◆ EXERCISE INSTRUCTIONS ◆
Leave out the images and repeat every entry below exactly.

____________________

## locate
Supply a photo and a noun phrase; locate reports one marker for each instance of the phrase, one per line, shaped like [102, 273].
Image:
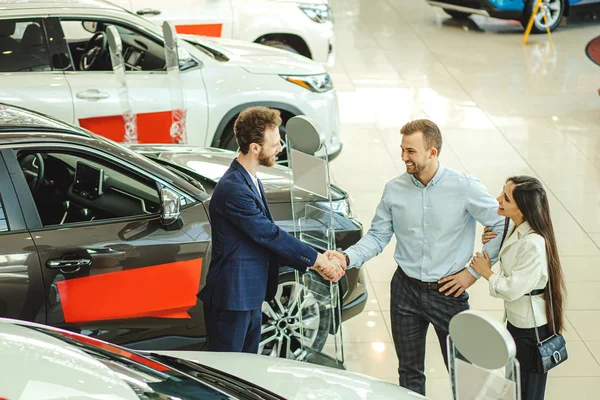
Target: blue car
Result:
[513, 9]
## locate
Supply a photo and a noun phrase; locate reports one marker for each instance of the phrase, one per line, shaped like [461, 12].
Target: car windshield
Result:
[147, 378]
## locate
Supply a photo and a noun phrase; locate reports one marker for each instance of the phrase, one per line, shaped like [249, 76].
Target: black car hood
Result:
[211, 163]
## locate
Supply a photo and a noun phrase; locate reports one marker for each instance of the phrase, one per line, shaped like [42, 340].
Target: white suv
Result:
[50, 63]
[302, 26]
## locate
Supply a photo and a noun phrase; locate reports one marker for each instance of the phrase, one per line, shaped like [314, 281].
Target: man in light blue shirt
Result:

____________________

◆ FINISHED EXERCISE ◆
## locate
Supply a photo and a noun phrase; locate reports one marker for each instance of the phrase, one per line, shaped like [102, 273].
Image:
Target: blue car
Result:
[513, 9]
## locate
Supply a photo and a noun phrase; locate reports one marker for each instance of the phrase, one per line, shaped like [461, 12].
Target: car windshield
Result:
[147, 378]
## locate
Supply a photo and a noun phrase; locate reports one marker for each instance of the phrase, one per line, shaped like [249, 76].
Target: black car hood
Result:
[211, 163]
## locate
Supply a photo and a noun phrase; locate reports one marker for each instance of the phrase, one per line, shaped like [42, 340].
Target: white suv
Result:
[50, 63]
[302, 26]
## locate
Supply a photo and a noun phrase; locate reports one marker for each instance of the phrase, one per line, shaped like [314, 281].
Target: man in light blue shirt
Result:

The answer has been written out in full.